OBJECTIF A =
Citez fidèlement la partie de la liste qui va de son début jusqu'à la ligne contenant « [(360, 245)] », ces deux bornes comprises, en laissant de côté les images.

EXTRAIT DU DOCUMENT =
⁂
Ce scandale implique déjà, entre autres, deux anciens ministres, et un associé en affaires de Zelansky, en fuite à l’étranger. Alors, le président ukrainien a filé pour une visite officielle en Grèce, puis en France et enfin en Espagne, histoire aussi de rassurer ses sponsors européens. En effet, ceux-ci ont beau en avoir vu bien d’autres, ils pourraient à la fin être gênés de soutenir autant le chef d’un régime dirigé par des affairistes et des mafieux, eux qui le présentent comme un rempart de la démocratie qu’il faudrait soutenir à tout prix.
Pour ne parler que de la rencontre entre Macron et Zelensky sur la base militaire de Villacoublay, près de Paris, il y a beaucoup été question de très gros sous pour les industriels français de l’armement à l’occasion de commandesd’armes et d’équipements militaires pour l’armée ukrainienne.
La « lettre d’intention », signée par Zelensky au côté de Macron, devant un Rafale, a de quoi impressionner. Elle prévoit la fourniture d’une centaine de Rafale F4 de Dassault, de radars Thales, de systèmes de défense aérienne fabriqués par Eurosam (Thales et MBDA), de bombes propulsées de Safran, de missiles, de drones en tout genre produits par des entreprises françaises… Jamais aucun pays n’a commandé en une fois autant d’avions de chasse à Dassault. Et il n’est pas le seul à décrocher le gros lot : il y en aurait pour une vingtaine de milliards.
Certes, il ne s’agit pas encore de commandes fermes, et elles sont censées concerner « l’après », quand ou plutôt si un accord de cessez-le-feu est conclu avec la Russie. En outre, il est prévu que la fourniture d’une telle quantité d’engins de mort s’étale sur dix ans, sans que les fournisseurs aient à ce jour les moyens de tenir ce rythme.
De plus, l’Ukraine n’a pas de quoi payer tout cela. Pour régler cette facture, plus les 100 à 150 chasseurs Gripen commandés au suédois Saab, Kiev compte sur un prêt de 140 milliards de l’Union européenne, gagé sur les avoirs des oligarques russes gelés en Europe. L’UE, qui aurait ainsi un nouveau moyen de financer ses industriels de l’armement, aurait sans doute aimé pouvoir présenter cela comme un hommage du vice, représenté par Poutine, à la vertu, qu’incarnerait Zelensky… s’il n’incarnait à la vue de tous un État ukrainien passablement corrompu.
⁂
LISTE =
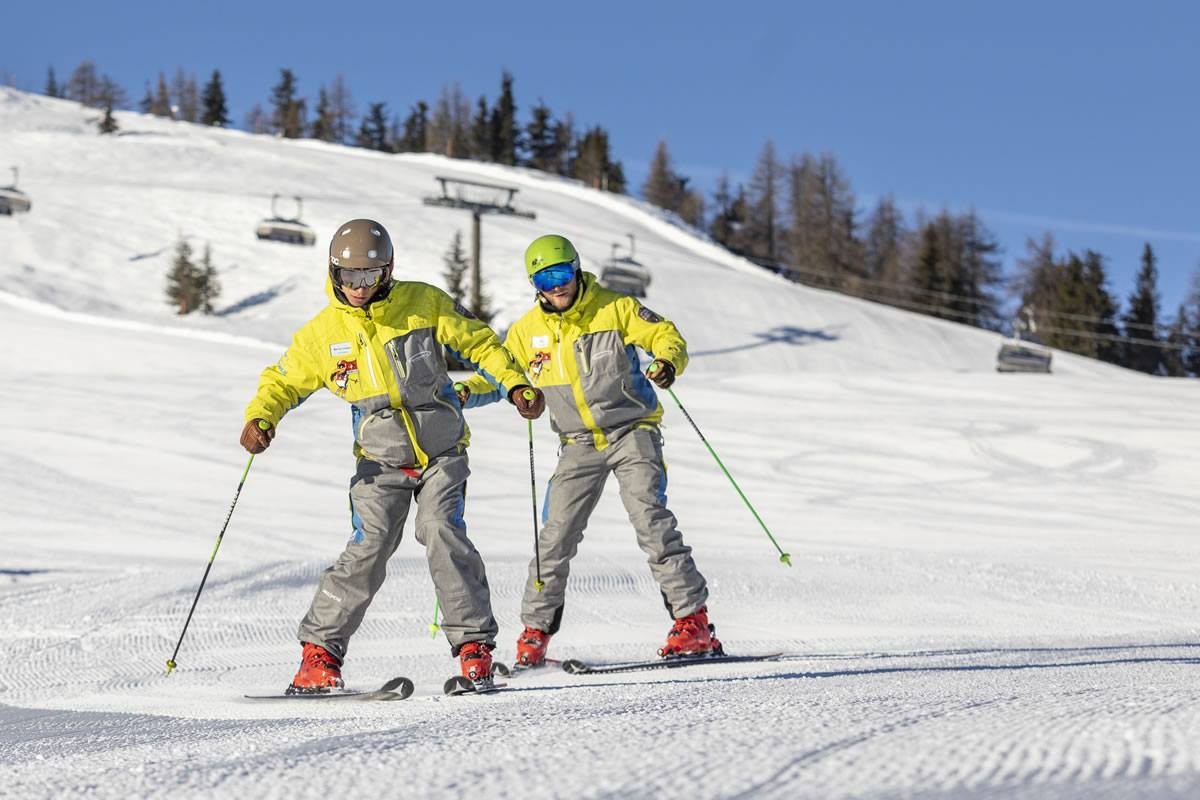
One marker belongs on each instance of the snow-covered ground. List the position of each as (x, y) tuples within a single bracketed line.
[(994, 589)]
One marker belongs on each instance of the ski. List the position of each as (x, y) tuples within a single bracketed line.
[(397, 689), (459, 685), (577, 667), (523, 669)]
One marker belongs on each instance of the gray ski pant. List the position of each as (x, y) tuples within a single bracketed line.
[(379, 498), (573, 493)]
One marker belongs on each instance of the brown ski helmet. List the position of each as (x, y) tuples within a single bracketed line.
[(360, 245)]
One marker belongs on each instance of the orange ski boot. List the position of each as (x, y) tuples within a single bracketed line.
[(319, 672), (690, 636), (532, 647)]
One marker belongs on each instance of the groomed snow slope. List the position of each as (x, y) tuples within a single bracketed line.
[(994, 589)]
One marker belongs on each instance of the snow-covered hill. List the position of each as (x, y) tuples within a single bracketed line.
[(109, 209), (994, 589)]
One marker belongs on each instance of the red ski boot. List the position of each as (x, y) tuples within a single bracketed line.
[(532, 647), (690, 636), (319, 672), (475, 660)]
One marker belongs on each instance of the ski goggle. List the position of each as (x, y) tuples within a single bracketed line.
[(351, 278), (553, 277)]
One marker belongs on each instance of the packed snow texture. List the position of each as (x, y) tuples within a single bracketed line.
[(994, 589)]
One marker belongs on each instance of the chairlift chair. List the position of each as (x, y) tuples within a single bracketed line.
[(1023, 356), (12, 199), (289, 230), (1020, 354), (625, 274)]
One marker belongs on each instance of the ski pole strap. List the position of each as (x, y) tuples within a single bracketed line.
[(786, 558)]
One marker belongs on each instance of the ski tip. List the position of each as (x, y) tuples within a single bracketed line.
[(400, 686)]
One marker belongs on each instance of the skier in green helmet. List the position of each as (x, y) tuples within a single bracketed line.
[(579, 346)]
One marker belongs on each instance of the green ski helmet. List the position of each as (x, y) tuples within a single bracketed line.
[(549, 251)]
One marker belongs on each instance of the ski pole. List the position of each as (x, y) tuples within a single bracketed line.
[(783, 557), (433, 626), (539, 584), (171, 662)]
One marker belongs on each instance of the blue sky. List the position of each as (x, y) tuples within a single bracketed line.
[(1073, 118)]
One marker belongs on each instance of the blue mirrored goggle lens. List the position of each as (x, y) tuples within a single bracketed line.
[(553, 277), (360, 278)]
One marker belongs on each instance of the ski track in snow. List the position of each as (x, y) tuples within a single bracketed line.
[(994, 589)]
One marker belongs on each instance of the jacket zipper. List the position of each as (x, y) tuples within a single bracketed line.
[(366, 352)]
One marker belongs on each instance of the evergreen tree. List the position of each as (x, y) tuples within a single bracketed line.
[(504, 127), (323, 122), (540, 144), (660, 187), (341, 108), (417, 125), (108, 124), (112, 95), (190, 286), (216, 113), (455, 276), (1101, 305), (1037, 281), (928, 270), (456, 266), (208, 286), (288, 110), (1192, 358), (730, 216), (883, 251), (667, 190), (593, 163), (186, 98), (257, 121), (564, 142), (1179, 338), (161, 103), (481, 132), (979, 271), (373, 131), (83, 86), (449, 128), (1141, 318), (762, 206)]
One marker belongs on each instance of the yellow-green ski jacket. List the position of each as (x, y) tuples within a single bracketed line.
[(387, 360), (586, 361)]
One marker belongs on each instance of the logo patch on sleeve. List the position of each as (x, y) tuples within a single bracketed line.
[(342, 377), (648, 316), (539, 360)]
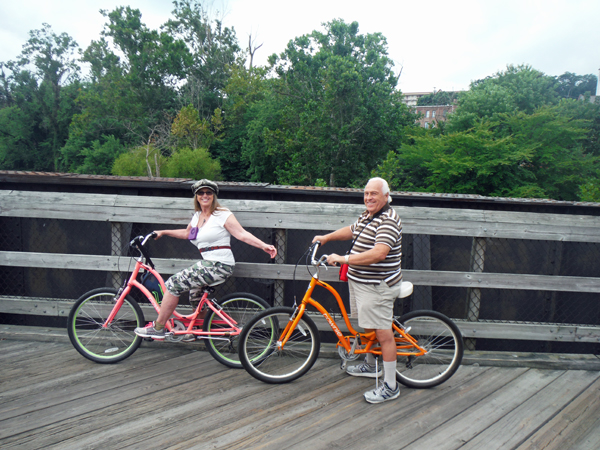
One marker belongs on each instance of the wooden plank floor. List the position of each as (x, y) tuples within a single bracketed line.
[(175, 397)]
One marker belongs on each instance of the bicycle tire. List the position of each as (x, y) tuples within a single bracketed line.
[(91, 339), (240, 306), (443, 341), (261, 356)]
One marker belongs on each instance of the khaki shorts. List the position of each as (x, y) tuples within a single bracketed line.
[(373, 304), (197, 276)]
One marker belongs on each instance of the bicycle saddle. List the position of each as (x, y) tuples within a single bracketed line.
[(406, 289)]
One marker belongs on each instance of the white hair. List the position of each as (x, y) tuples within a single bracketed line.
[(385, 189)]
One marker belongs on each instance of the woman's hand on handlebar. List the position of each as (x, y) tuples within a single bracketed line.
[(335, 260), (319, 238)]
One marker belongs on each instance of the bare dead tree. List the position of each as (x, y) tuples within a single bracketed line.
[(251, 49)]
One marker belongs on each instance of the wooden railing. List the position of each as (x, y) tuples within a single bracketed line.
[(419, 221)]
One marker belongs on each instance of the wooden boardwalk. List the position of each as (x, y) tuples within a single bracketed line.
[(173, 396)]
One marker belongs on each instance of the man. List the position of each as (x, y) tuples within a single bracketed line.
[(374, 278)]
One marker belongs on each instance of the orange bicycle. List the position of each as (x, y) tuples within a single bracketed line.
[(281, 344)]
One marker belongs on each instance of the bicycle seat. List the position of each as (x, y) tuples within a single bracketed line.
[(406, 289)]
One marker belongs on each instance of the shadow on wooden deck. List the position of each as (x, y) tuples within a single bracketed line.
[(175, 396)]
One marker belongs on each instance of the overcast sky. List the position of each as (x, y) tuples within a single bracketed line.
[(436, 44)]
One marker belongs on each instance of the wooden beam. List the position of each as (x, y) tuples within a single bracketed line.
[(482, 330), (301, 215), (286, 272)]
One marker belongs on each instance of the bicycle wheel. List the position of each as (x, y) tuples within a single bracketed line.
[(264, 360), (97, 343), (443, 341), (241, 307)]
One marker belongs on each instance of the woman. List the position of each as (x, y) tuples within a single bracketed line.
[(210, 230)]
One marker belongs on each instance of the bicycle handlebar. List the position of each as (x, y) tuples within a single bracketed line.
[(321, 260), (139, 242)]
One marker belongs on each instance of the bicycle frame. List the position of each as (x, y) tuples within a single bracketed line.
[(189, 321), (404, 343)]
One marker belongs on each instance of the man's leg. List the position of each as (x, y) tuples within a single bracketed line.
[(388, 352)]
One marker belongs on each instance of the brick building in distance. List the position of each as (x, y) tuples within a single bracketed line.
[(429, 114)]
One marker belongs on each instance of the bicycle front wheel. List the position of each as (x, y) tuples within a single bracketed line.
[(241, 307), (260, 352), (101, 344), (441, 339)]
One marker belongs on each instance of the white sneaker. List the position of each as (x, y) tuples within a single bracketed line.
[(365, 369), (382, 394)]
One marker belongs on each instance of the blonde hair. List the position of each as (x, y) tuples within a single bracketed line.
[(214, 206)]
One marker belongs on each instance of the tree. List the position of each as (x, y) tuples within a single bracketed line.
[(519, 155), (193, 163), (332, 112), (518, 88), (244, 89), (193, 132), (438, 98), (570, 85), (214, 52), (39, 92)]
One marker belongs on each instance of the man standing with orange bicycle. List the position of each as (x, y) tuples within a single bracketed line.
[(374, 278)]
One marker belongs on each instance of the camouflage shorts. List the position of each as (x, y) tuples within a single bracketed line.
[(200, 274)]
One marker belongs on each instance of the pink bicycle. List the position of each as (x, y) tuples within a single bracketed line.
[(101, 323)]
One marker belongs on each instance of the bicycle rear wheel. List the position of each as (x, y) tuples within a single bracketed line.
[(102, 344), (264, 360), (443, 341), (241, 307)]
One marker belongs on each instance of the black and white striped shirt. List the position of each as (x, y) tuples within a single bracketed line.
[(384, 228)]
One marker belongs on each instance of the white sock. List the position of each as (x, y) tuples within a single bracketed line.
[(370, 359), (389, 373)]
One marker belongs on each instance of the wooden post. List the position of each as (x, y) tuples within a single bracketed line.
[(422, 295), (478, 248), (119, 237), (279, 286)]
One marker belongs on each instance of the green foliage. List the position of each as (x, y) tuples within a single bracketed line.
[(192, 131), (100, 157), (192, 163), (518, 155), (438, 98), (519, 88), (38, 101), (331, 113), (570, 85), (145, 161)]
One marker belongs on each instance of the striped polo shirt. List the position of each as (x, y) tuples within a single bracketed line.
[(384, 228)]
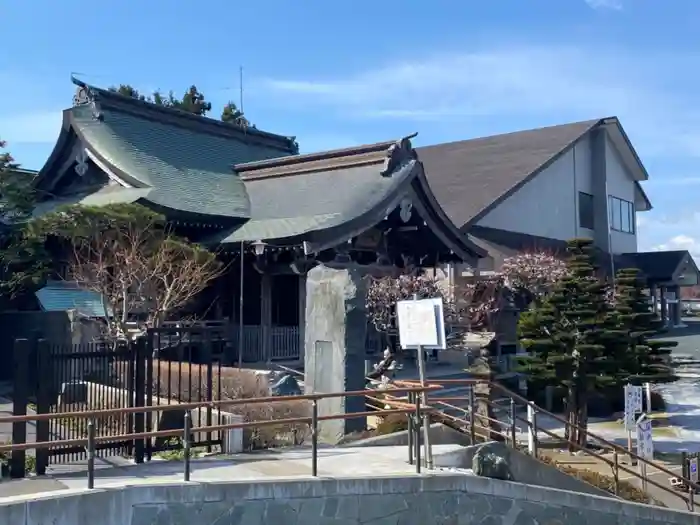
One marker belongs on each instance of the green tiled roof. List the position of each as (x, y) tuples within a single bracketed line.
[(297, 196), (191, 171), (185, 159)]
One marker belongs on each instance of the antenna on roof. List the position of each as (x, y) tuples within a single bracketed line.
[(240, 82)]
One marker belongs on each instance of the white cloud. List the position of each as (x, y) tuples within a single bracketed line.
[(543, 84), (679, 232), (682, 242), (605, 4), (35, 127)]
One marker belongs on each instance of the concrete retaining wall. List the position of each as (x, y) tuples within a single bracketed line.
[(418, 500)]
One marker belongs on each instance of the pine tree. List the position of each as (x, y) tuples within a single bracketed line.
⁂
OBJECTIF B =
D'après l'extrait, sur quoi est gagé le prêt de l'Union européenne sur lequel compte Kiev ?

SOLUTION COMPLÈTE A =
One marker belongs on each instance of the snow-covered ground. List the position of each as (x, y) tuples within a single bracketed line.
[(994, 589)]
One marker belongs on each instance of the ski. List the position of each as (x, y) tuples within a single bracketed line.
[(397, 689), (459, 685), (577, 667), (523, 669)]
One marker belongs on each instance of the gray ski pant. List the position of each as (x, y) tuples within a single bracketed line.
[(379, 498), (573, 493)]
One marker belongs on each instance of the brown ski helmet. List the position of each as (x, y) tuples within a single bracketed line.
[(360, 245)]

SOLUTION COMPLÈTE B =
Sur les avoirs des oligarques russes gelés en Europe.